DIRECTIVES>
1. Transcribe the part of the film review about Diane Arbus that starts at "Many people love" and ends at "to you, too.".
2. Extend the film review about Diane Arbus, picking up right after its final sentence.

SOURCE EXCERPT>
☆ ☆ ☆

Downey's performance is something else entirely, an elegant, discreet cry of anguish. Downey is the most naked of actors, which is why, covered in fur, he's so fascinating to watch here. Every wound Lionel has ever suffered is right there in his eyes, and in his voice. But his body, a hirsute wonder, is free; he moves with the grace of a dancer or a willow tree, his bones and muscles, if not his skin, immune to the joke nature, or God, has played on him.
We can see why this fictional Diane Arbus would be entranced by Lionel. But the movie's fairy-tale glow -- even tinged, as it is, with a kind of morbid sensuality -- is worlds apart from the pictures taken by the real Diane Arbus. The movie Diane Arbus looks on warmly as a parade of Lionel's friends -- dwarves, giants, transvestites, people with various physical deformities -- troop into her flat for a party. But the portraits taken by the real Diane Arbus have a distinct sense of otherness: She doesn't commune with her subjects -- she displays them. There's rarely any evidence that she actually likes them, or has even thought about them as human beings.
Many people love Arbus' work, or at least genuflect dutifully before it. But when I look at her pictures, I see not a gift for capturing whatever life is there, but a desire to confirm her own suspicions about humanity's dullness, stupidity and ugliness. When she photographed two young women with Down syndrome, grinning at the camera in their cardigans and floppy Easter hats, she rendered them as novelties for the benefit of her repulsed fascination. Her famous portrait of twin girls, standing stiffly in matching dark dresses, has a chilly, derisive aura about it, as if their childhood were standing in the way of her art. Her portrait of the infant Anderson Cooper -- son of Gloria Vanderbilt -- has the distinct (and probably intentional) look of 19th century mourning photographs of dead babies in their coffins: And a happy Mother's Day to you, too.

☆ ☆ ☆

RECORD SET>
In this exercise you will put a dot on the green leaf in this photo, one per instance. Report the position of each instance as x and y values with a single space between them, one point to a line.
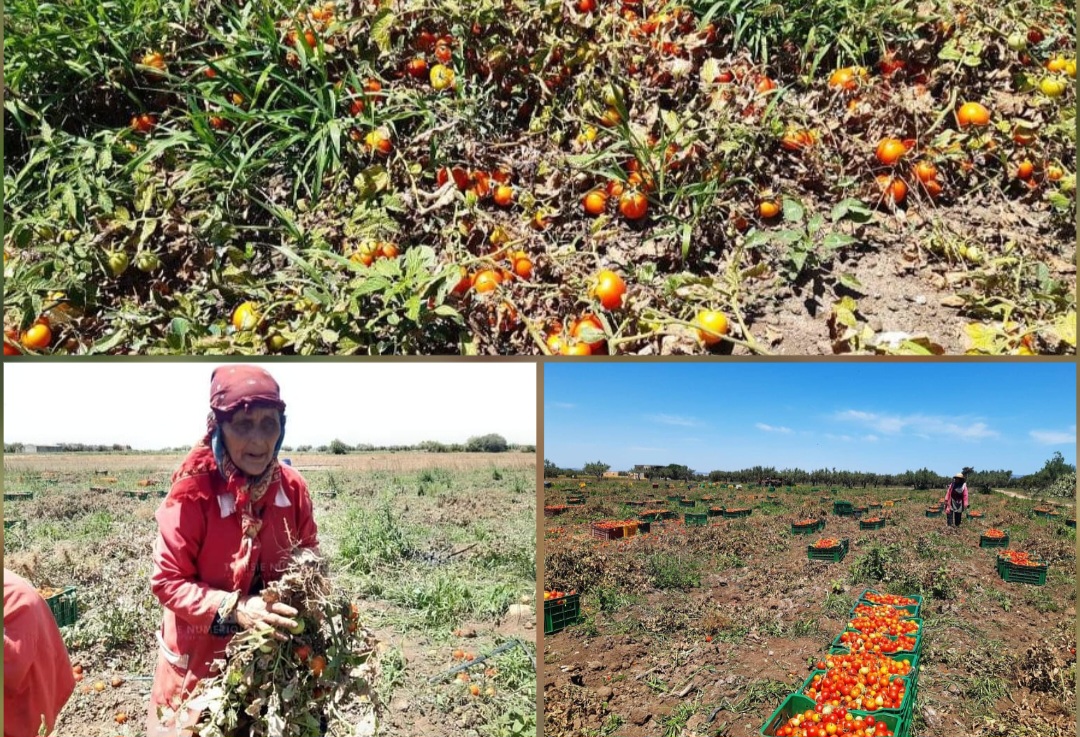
381 27
793 210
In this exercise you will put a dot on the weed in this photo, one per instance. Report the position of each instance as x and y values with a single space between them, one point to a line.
669 571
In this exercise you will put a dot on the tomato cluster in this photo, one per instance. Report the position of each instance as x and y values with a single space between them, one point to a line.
615 524
863 681
552 595
886 620
825 721
1017 558
890 599
876 642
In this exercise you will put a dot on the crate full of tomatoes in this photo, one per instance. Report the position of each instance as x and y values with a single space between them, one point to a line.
994 538
1015 566
611 530
831 549
906 605
63 603
561 610
863 682
807 526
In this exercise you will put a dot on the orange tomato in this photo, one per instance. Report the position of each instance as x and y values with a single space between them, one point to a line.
925 171
503 196
890 150
595 202
768 209
633 204
972 114
609 289
712 326
38 336
592 322
487 281
144 123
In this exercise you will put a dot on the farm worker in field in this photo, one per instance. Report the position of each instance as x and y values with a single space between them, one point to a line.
229 524
956 500
37 671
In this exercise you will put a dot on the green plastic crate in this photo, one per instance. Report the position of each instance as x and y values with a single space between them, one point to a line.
1024 574
916 648
65 606
796 704
831 555
561 613
905 707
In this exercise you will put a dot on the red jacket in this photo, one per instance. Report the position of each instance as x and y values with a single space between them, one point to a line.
37 671
194 557
960 494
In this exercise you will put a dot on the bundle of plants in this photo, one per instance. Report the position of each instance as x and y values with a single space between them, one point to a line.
320 682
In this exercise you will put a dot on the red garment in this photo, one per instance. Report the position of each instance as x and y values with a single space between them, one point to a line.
199 558
960 493
37 671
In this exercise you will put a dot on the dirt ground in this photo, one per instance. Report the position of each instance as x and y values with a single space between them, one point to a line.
624 681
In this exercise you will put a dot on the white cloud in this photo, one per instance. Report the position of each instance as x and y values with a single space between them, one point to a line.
674 419
919 425
1055 437
770 428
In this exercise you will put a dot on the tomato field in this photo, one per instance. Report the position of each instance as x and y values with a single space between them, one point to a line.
563 176
901 627
435 552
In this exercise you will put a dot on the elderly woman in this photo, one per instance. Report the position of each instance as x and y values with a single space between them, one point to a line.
229 524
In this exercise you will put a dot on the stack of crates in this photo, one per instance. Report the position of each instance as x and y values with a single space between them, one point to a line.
899 721
561 613
1013 573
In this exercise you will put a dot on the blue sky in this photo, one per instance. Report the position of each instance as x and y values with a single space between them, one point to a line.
859 416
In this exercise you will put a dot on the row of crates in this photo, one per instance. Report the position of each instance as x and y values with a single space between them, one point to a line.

☆ ☆ ☆

RESPONSES PER TASK>
1.
Many people love Arbus' work, or at least genuflect dutifully before it. But when I look at her pictures, I see not a gift for capturing whatever life is there, but a desire to confirm her own suspicions about humanity's dullness, stupidity and ugliness. When she photographed two young women with Down syndrome, grinning at the camera in their cardigans and floppy Easter hats, she rendered them as novelties for the benefit of her repulsed fascination. Her famous portrait of twin girls, standing stiffly in matching dark dresses, has a chilly, derisive aura about it, as if their childhood were standing in the way of her art. Her portrait of the infant Anderson Cooper -- son of Gloria Vanderbilt -- has the distinct (and probably intentional) look of 19th century mourning photographs of dead babies in their coffins: And a happy Mother's Day to you, too.

2.
But even those who see Arbus as great would probably concede that not all great artists have to be likable: Picasso, after all, was an ace cad. So it's difficult to fathom why Shainberg and Wilson, as well as Kidman, have taken such great pains to make their mythical Diane Arbus so cuddly. The picture also makes some dim efforts to address the repression of women in the '50s, offering Arbus -- who was born in 1923 and committed suicide in 1971 -- as a pre-"Feminine Mystique" feminist icon. But its exploration of the way women suffered, and triumphed, in '50s America is only cursory. (Last year's wonderful, and little-seen, "The Prize Winner of Defiance, Ohio," which starred Julianne Moore as a jingle-writing housewife, offered a far more complex view.)
And what are we to make of the mythical Diane's rangy fur coat, the one we see her wearing in the movie's last scenes? In the movie's view, it seems to be a metaphor for the way Arbus put herself in the skin of her subjects. But the pictures taken by the real Diane Arbus show no such compassion. The real Diane Arbus knew a good subject when she saw it -- she just didn't want to get close enough to touch it.